'''

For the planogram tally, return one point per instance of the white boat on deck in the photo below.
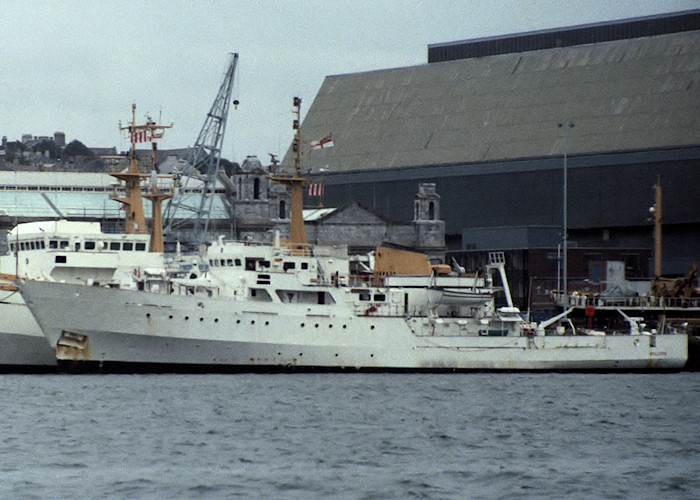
(67, 252)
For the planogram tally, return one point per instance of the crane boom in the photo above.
(202, 171)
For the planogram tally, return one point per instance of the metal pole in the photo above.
(565, 269)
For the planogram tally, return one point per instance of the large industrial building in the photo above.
(495, 123)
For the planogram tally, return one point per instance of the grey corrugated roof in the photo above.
(623, 95)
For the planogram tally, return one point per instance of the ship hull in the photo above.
(23, 346)
(95, 327)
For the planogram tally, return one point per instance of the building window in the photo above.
(256, 188)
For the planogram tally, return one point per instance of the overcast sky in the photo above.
(76, 66)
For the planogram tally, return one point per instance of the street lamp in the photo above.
(564, 126)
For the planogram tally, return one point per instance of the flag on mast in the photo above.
(315, 189)
(326, 142)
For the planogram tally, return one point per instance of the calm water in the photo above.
(350, 436)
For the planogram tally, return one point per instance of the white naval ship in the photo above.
(61, 251)
(276, 308)
(76, 252)
(293, 306)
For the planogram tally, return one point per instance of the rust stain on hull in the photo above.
(73, 346)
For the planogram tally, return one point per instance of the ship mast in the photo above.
(297, 233)
(133, 200)
(656, 212)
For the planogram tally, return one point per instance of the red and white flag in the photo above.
(141, 136)
(326, 142)
(315, 189)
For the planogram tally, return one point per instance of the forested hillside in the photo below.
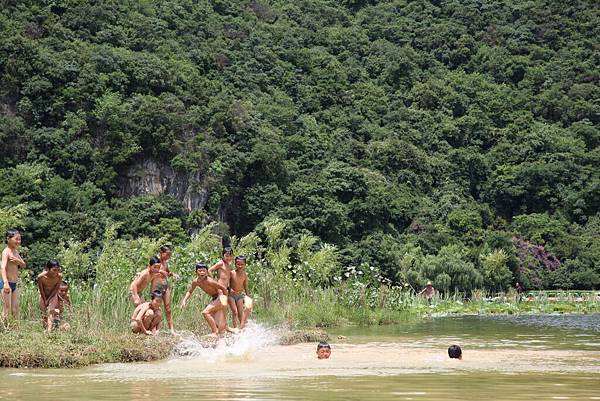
(456, 141)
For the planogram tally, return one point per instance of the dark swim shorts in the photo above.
(12, 285)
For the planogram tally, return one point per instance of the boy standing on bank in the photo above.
(48, 284)
(239, 296)
(9, 269)
(56, 305)
(213, 313)
(162, 285)
(146, 316)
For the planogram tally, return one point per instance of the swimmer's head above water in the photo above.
(201, 269)
(454, 352)
(323, 350)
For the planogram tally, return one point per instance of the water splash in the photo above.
(233, 347)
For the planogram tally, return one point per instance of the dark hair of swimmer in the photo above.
(52, 263)
(201, 266)
(323, 344)
(11, 233)
(454, 351)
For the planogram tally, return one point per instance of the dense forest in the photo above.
(451, 140)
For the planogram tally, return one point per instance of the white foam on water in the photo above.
(242, 346)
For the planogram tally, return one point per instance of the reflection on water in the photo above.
(504, 358)
(524, 332)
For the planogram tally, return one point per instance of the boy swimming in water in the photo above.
(162, 284)
(9, 269)
(454, 352)
(146, 316)
(142, 279)
(239, 299)
(213, 311)
(323, 350)
(48, 284)
(56, 305)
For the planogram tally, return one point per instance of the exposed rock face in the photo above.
(150, 177)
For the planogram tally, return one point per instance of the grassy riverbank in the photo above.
(300, 285)
(100, 332)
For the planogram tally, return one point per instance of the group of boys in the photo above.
(230, 289)
(54, 296)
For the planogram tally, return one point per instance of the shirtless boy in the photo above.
(213, 311)
(239, 298)
(9, 268)
(48, 284)
(55, 308)
(146, 316)
(222, 266)
(142, 279)
(162, 283)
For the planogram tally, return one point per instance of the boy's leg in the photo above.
(135, 327)
(148, 318)
(155, 323)
(209, 313)
(64, 326)
(43, 308)
(6, 297)
(167, 305)
(234, 311)
(244, 313)
(14, 303)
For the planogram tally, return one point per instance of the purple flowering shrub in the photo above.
(534, 263)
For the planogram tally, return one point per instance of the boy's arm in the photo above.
(41, 288)
(3, 271)
(188, 294)
(220, 286)
(246, 286)
(140, 317)
(214, 268)
(55, 288)
(133, 287)
(51, 313)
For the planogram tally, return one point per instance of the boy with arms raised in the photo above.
(9, 269)
(48, 284)
(56, 307)
(146, 316)
(213, 311)
(150, 275)
(240, 304)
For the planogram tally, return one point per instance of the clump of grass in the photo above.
(28, 346)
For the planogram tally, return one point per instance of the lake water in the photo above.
(504, 358)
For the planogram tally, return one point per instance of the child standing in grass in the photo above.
(323, 350)
(9, 268)
(222, 266)
(146, 316)
(162, 284)
(239, 299)
(56, 305)
(213, 311)
(48, 284)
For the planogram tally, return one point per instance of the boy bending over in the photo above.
(146, 316)
(55, 319)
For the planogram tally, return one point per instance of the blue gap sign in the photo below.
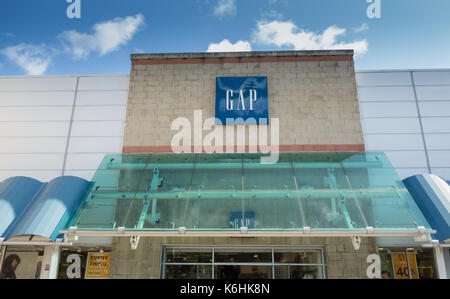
(242, 99)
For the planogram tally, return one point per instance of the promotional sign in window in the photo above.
(401, 269)
(242, 100)
(98, 265)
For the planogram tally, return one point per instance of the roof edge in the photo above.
(197, 55)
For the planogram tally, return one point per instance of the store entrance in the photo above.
(243, 263)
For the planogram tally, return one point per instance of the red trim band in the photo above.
(282, 148)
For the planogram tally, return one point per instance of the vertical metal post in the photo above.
(69, 133)
(420, 122)
(2, 255)
(440, 260)
(409, 265)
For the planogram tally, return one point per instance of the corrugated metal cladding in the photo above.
(30, 207)
(432, 195)
(406, 114)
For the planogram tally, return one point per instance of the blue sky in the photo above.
(37, 37)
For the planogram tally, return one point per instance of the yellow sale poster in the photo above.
(98, 265)
(400, 264)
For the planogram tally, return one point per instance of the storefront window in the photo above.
(22, 262)
(243, 263)
(402, 263)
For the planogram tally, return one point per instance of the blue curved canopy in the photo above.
(432, 195)
(30, 207)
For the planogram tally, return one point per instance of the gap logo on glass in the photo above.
(242, 101)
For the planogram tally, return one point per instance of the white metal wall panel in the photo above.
(26, 145)
(391, 93)
(433, 109)
(99, 113)
(443, 172)
(389, 142)
(383, 79)
(399, 129)
(407, 159)
(106, 83)
(433, 93)
(438, 141)
(82, 162)
(432, 77)
(436, 124)
(391, 125)
(35, 113)
(440, 158)
(35, 116)
(95, 145)
(41, 175)
(31, 161)
(33, 129)
(388, 109)
(36, 98)
(38, 83)
(102, 98)
(98, 128)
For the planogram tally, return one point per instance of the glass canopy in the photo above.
(226, 192)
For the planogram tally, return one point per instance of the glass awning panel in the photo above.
(225, 192)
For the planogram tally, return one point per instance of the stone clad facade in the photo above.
(313, 93)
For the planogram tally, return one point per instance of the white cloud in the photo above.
(227, 46)
(34, 59)
(287, 34)
(225, 7)
(363, 27)
(107, 37)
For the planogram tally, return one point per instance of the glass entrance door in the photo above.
(243, 263)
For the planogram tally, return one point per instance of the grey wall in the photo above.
(406, 114)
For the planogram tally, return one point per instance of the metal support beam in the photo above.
(253, 194)
(281, 165)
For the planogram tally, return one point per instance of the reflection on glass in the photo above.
(323, 191)
(297, 257)
(243, 272)
(298, 272)
(188, 256)
(240, 256)
(188, 272)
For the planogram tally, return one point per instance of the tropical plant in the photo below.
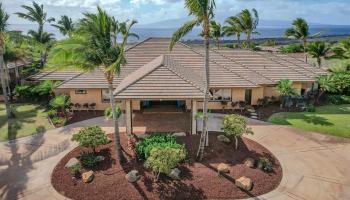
(234, 126)
(232, 28)
(36, 13)
(65, 25)
(286, 90)
(342, 49)
(203, 12)
(247, 21)
(144, 148)
(162, 160)
(325, 84)
(60, 103)
(216, 32)
(318, 50)
(300, 31)
(94, 48)
(3, 27)
(292, 48)
(91, 137)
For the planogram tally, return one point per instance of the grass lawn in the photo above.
(28, 118)
(330, 119)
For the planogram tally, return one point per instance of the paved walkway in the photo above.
(315, 166)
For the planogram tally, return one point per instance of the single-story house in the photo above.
(153, 76)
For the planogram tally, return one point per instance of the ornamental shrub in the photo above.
(144, 148)
(91, 137)
(265, 164)
(88, 160)
(235, 126)
(162, 160)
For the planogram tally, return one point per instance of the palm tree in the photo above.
(93, 48)
(286, 90)
(36, 14)
(342, 49)
(299, 31)
(203, 12)
(325, 84)
(232, 28)
(65, 25)
(3, 27)
(318, 50)
(216, 32)
(247, 22)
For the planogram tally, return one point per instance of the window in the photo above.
(80, 91)
(105, 96)
(221, 94)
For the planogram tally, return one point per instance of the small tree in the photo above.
(91, 137)
(60, 103)
(162, 160)
(235, 126)
(285, 89)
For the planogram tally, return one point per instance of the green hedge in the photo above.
(144, 148)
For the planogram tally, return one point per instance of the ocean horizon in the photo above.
(264, 31)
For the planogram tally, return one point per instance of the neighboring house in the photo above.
(153, 76)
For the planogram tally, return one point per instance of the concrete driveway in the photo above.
(315, 167)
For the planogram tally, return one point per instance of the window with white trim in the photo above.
(105, 96)
(221, 94)
(80, 91)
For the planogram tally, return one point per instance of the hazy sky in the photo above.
(148, 11)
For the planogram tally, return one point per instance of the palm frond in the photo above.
(181, 32)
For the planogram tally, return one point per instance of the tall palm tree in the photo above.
(216, 32)
(203, 12)
(299, 31)
(325, 84)
(318, 50)
(3, 27)
(247, 22)
(65, 25)
(93, 48)
(232, 28)
(36, 13)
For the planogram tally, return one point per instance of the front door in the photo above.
(248, 96)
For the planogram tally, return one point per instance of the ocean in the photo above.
(265, 32)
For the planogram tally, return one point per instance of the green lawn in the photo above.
(330, 119)
(28, 118)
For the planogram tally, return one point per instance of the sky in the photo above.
(335, 12)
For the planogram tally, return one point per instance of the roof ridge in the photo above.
(243, 65)
(168, 60)
(215, 62)
(284, 64)
(71, 78)
(129, 80)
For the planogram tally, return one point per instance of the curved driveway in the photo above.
(315, 167)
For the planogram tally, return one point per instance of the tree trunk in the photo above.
(236, 143)
(204, 141)
(118, 147)
(3, 85)
(304, 45)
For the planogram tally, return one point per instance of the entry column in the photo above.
(128, 112)
(194, 113)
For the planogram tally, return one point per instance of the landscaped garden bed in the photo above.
(198, 180)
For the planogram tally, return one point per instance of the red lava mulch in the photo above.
(199, 180)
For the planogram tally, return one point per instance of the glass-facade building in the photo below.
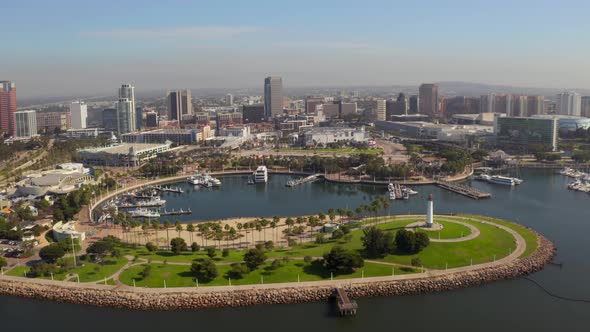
(521, 132)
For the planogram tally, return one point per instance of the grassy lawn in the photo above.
(529, 237)
(180, 276)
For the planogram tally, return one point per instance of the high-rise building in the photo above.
(180, 103)
(253, 113)
(381, 110)
(26, 123)
(49, 122)
(414, 105)
(7, 107)
(126, 119)
(429, 99)
(535, 105)
(585, 106)
(273, 97)
(229, 99)
(311, 103)
(78, 114)
(569, 103)
(109, 119)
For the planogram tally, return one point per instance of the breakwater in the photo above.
(196, 298)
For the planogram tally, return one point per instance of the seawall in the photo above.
(171, 299)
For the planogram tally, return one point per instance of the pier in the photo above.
(176, 213)
(346, 307)
(463, 190)
(311, 178)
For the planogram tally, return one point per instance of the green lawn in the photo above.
(180, 276)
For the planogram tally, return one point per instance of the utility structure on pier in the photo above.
(430, 212)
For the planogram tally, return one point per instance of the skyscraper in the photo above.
(273, 97)
(180, 103)
(569, 103)
(26, 123)
(78, 114)
(126, 119)
(429, 99)
(7, 107)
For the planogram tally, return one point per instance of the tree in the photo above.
(211, 252)
(177, 245)
(151, 247)
(377, 242)
(204, 271)
(195, 247)
(254, 258)
(341, 260)
(51, 253)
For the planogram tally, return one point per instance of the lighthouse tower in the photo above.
(429, 211)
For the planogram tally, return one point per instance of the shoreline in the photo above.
(141, 299)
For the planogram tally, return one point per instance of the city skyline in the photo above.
(530, 45)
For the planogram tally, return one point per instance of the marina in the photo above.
(463, 190)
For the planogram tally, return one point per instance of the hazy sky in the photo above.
(69, 47)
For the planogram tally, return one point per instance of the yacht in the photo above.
(261, 174)
(144, 213)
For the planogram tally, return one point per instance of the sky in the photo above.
(63, 47)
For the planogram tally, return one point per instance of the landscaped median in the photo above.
(501, 250)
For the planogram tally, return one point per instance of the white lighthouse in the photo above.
(429, 212)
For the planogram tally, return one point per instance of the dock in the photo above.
(293, 183)
(346, 307)
(176, 213)
(463, 190)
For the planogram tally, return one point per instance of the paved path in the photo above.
(519, 250)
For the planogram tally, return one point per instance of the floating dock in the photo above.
(463, 190)
(346, 307)
(293, 183)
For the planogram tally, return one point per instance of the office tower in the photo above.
(180, 103)
(253, 113)
(311, 104)
(139, 118)
(429, 99)
(126, 118)
(7, 107)
(414, 105)
(273, 97)
(78, 114)
(380, 110)
(569, 103)
(109, 119)
(403, 103)
(26, 123)
(535, 105)
(585, 106)
(151, 119)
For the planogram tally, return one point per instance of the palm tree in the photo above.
(190, 228)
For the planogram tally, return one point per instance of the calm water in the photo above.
(542, 202)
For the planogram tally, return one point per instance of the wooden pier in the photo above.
(463, 190)
(346, 307)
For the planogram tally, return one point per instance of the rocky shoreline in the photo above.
(146, 300)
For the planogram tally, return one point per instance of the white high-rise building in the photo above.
(569, 103)
(78, 114)
(126, 119)
(26, 123)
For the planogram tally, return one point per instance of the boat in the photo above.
(144, 213)
(261, 174)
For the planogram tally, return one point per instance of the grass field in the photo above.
(180, 276)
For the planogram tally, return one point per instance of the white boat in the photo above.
(261, 175)
(144, 213)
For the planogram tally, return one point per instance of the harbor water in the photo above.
(542, 202)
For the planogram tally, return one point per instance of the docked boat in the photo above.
(261, 175)
(144, 213)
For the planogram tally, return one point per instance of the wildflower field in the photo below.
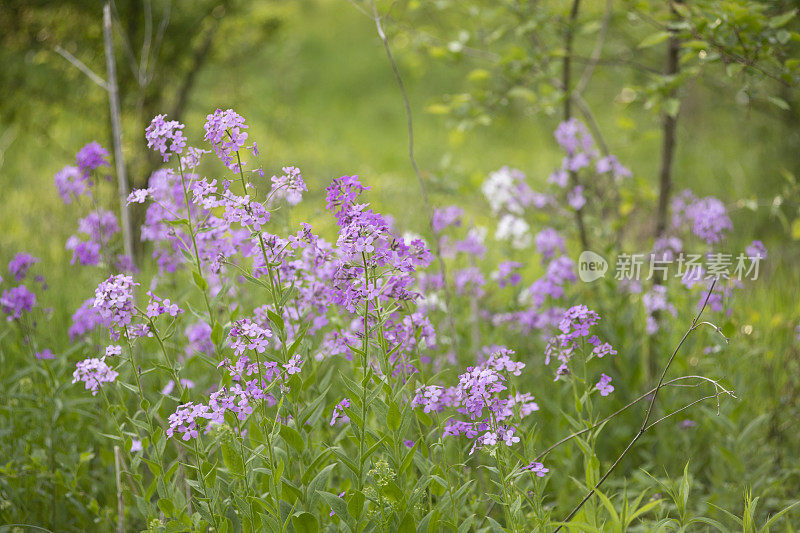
(413, 266)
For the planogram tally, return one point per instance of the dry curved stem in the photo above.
(673, 382)
(645, 426)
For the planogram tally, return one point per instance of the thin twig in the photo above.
(597, 51)
(80, 65)
(120, 500)
(626, 407)
(566, 75)
(644, 427)
(116, 128)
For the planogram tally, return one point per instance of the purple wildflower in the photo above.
(71, 183)
(91, 157)
(165, 136)
(290, 186)
(604, 385)
(338, 411)
(536, 468)
(224, 130)
(93, 372)
(445, 217)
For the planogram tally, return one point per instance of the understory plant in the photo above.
(267, 378)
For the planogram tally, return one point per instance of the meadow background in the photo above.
(314, 83)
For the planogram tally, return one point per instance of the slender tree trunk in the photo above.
(116, 128)
(566, 81)
(668, 142)
(669, 126)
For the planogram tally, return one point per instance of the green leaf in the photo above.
(217, 333)
(166, 506)
(305, 523)
(407, 525)
(654, 39)
(393, 417)
(199, 280)
(232, 459)
(780, 20)
(336, 503)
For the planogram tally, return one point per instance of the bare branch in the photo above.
(80, 65)
(409, 121)
(644, 427)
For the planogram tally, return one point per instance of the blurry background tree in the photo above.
(160, 46)
(528, 56)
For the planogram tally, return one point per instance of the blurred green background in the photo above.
(313, 81)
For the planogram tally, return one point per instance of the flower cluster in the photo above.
(165, 136)
(707, 217)
(16, 301)
(289, 187)
(224, 130)
(575, 336)
(93, 372)
(73, 182)
(114, 301)
(478, 396)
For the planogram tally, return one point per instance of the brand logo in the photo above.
(591, 266)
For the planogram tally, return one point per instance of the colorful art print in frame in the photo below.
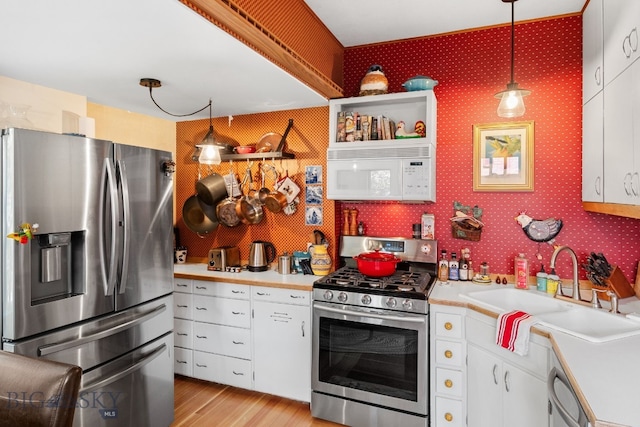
(503, 156)
(313, 174)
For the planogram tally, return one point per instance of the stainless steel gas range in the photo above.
(370, 363)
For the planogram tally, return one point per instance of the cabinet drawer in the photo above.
(449, 381)
(183, 285)
(183, 333)
(183, 361)
(278, 295)
(223, 311)
(448, 325)
(182, 306)
(224, 340)
(218, 289)
(449, 353)
(448, 413)
(484, 335)
(222, 369)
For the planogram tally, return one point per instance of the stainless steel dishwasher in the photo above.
(566, 408)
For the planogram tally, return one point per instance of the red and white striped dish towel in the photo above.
(513, 331)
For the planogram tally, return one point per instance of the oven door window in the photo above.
(373, 358)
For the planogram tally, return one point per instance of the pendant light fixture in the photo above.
(207, 151)
(511, 102)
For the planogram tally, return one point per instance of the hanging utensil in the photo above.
(248, 208)
(226, 210)
(275, 200)
(199, 217)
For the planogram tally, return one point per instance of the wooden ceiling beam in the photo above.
(236, 22)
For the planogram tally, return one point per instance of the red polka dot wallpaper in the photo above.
(471, 67)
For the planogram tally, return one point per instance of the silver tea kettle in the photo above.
(261, 254)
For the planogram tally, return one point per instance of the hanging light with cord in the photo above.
(208, 150)
(511, 102)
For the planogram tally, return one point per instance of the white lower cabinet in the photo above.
(503, 388)
(183, 361)
(447, 366)
(282, 342)
(183, 327)
(222, 369)
(251, 337)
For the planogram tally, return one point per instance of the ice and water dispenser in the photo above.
(56, 266)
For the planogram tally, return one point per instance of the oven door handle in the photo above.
(355, 312)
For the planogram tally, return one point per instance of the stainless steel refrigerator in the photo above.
(87, 269)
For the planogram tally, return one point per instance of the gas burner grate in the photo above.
(400, 281)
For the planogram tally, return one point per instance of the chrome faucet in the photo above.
(574, 260)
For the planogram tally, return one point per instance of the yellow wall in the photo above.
(46, 105)
(130, 128)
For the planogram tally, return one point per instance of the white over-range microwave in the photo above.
(382, 171)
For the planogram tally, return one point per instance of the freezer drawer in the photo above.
(95, 342)
(135, 389)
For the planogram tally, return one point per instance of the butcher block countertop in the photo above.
(605, 375)
(270, 278)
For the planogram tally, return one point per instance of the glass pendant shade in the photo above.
(511, 102)
(209, 151)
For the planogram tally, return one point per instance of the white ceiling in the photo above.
(101, 49)
(358, 22)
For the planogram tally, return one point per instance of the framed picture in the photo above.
(313, 175)
(313, 195)
(313, 215)
(503, 156)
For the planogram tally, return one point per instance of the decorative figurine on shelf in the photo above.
(24, 233)
(401, 132)
(374, 82)
(539, 230)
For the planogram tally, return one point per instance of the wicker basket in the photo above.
(459, 230)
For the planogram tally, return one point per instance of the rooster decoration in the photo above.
(539, 230)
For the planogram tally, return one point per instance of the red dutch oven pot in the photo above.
(377, 264)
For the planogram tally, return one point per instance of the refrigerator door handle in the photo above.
(110, 186)
(103, 333)
(127, 371)
(126, 208)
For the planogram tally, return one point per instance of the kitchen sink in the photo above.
(590, 324)
(507, 299)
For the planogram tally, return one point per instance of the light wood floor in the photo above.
(202, 403)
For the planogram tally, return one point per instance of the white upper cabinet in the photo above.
(621, 22)
(592, 58)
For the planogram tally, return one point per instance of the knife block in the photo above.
(619, 284)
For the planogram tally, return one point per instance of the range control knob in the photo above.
(342, 297)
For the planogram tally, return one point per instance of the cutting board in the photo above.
(619, 284)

'''

> _WHAT YOU NEED TO DO_
Set out exactly the lines from the one bearing "decoration in the photo above." through the end of the data, including both ends and omitting all others.

> _PROBLEM SOLUTION_
For the planogram tally, return one point per instance of the rooster decoration in the photo above.
(539, 230)
For the planogram tally, return one point per instance of the red dutch oven pot in the photo above.
(377, 264)
For the planogram tally, return one point per instance of the refrigerator door handle in the photo above.
(110, 186)
(103, 333)
(127, 371)
(126, 208)
For the planogram tally, return one point per instance of the kitchen sink in the photo above.
(590, 324)
(507, 299)
For the planogram tally, return one point per instance of the light wood floor in the photo above.
(202, 403)
For the planogram tally, return one point per instance of the white upper cabinet in the photo above.
(621, 22)
(592, 58)
For the planogram tally, return one point per instance of the knife block in the photo above.
(619, 284)
For the planogram tally, return one point per instance of the range control knob in the photo above.
(342, 297)
For the planogram tally, return one point per instance of the cutting board in the photo above.
(619, 284)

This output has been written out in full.